■ STATED GOAL
Please gather every line of the listing below that contains the word "glass" and copy each one in full.

■ RECORDS
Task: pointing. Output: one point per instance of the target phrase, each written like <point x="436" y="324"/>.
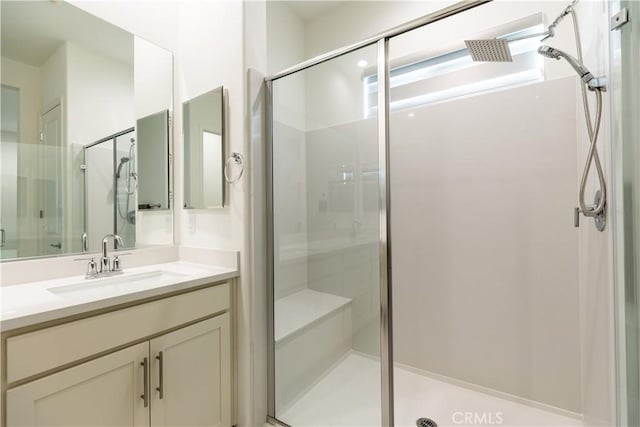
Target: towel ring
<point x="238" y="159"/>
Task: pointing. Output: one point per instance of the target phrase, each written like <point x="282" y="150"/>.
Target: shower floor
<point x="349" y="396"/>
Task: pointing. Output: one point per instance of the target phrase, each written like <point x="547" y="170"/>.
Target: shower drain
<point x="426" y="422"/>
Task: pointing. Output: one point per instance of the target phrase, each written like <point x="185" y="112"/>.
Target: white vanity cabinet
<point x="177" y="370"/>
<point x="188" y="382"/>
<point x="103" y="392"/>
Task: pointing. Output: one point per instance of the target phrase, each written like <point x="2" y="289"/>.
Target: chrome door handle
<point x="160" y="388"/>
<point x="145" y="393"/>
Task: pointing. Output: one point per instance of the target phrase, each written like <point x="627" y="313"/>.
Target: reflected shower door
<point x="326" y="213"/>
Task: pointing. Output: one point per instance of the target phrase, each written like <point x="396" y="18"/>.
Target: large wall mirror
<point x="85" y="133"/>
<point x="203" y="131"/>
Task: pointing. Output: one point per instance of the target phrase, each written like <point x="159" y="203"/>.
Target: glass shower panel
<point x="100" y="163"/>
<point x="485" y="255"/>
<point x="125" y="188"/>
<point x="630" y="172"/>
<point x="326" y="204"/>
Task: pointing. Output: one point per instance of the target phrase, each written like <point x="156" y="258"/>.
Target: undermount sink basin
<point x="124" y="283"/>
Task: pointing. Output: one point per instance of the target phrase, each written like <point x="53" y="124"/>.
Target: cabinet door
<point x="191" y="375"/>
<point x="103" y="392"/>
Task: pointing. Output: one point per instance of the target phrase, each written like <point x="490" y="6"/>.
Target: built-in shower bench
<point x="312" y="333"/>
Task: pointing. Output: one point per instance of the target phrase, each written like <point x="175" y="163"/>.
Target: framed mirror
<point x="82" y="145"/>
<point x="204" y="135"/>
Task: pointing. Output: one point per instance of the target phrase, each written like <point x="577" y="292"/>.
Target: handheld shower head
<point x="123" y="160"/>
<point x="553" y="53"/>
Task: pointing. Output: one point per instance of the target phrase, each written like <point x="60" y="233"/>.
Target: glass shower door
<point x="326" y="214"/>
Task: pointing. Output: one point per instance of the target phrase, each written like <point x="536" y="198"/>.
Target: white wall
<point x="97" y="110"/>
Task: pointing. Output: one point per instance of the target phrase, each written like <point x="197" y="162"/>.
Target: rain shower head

--

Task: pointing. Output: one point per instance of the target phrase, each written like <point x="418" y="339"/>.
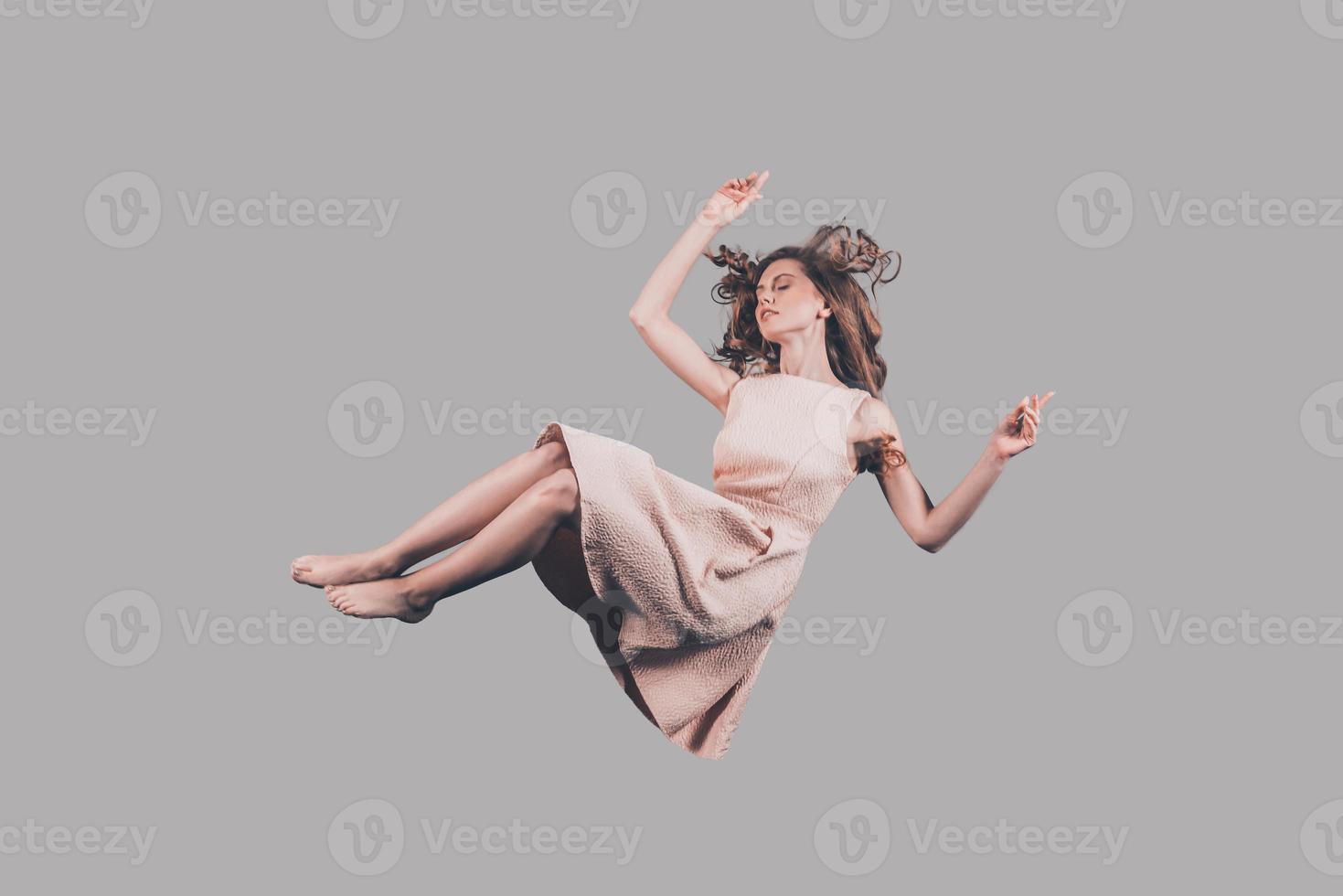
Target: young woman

■ WORKED ANSWER
Target: glass shower panel
Target: glass shower door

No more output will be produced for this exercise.